WHAT TO PRODUCE ▸
Locate every line in the listing below that contains the word "flower" and copy each of those lines. Case counts when matching.

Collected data
-*-*-

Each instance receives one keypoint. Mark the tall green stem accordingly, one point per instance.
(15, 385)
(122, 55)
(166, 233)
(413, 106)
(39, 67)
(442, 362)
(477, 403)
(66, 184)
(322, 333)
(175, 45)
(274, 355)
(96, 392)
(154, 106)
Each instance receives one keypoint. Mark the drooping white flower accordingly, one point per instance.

-*-*-

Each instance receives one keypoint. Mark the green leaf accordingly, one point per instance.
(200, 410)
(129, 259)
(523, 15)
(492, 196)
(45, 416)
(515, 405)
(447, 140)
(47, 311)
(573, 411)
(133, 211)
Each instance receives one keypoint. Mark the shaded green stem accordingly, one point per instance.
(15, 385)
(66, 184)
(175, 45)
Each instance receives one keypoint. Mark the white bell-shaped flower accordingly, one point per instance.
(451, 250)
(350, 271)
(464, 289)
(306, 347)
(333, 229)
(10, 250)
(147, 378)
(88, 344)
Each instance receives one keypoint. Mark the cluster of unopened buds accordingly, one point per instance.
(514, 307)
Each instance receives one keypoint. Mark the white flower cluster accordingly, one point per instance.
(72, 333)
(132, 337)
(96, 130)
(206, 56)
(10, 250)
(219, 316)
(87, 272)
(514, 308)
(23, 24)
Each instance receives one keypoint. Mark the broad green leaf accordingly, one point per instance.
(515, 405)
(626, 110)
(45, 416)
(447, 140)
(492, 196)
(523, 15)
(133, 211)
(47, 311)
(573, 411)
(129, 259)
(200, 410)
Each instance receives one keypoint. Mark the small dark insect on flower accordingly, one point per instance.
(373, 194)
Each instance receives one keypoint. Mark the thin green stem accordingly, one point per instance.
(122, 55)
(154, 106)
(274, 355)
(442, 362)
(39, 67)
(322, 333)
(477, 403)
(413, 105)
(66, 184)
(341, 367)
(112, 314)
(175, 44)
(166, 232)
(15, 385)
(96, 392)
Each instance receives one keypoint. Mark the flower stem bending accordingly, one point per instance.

-*-*-

TASK ANSWER ▸
Each instance receives one keypoint. Mark the drooping white flower accordingly, one point per instance.
Each instance receives one keypoint. Mark the white bell-shaped flower accordingly, one point per instance.
Each instance receives one keypoint. Mark the white flower cluster accordingly, one point per instance.
Each instance receives one keypoint. Mark the small dark insect on flower accordingly, one point per instance.
Each instance receives one keypoint. Mark the flower stem bending accordingly, one point per instance.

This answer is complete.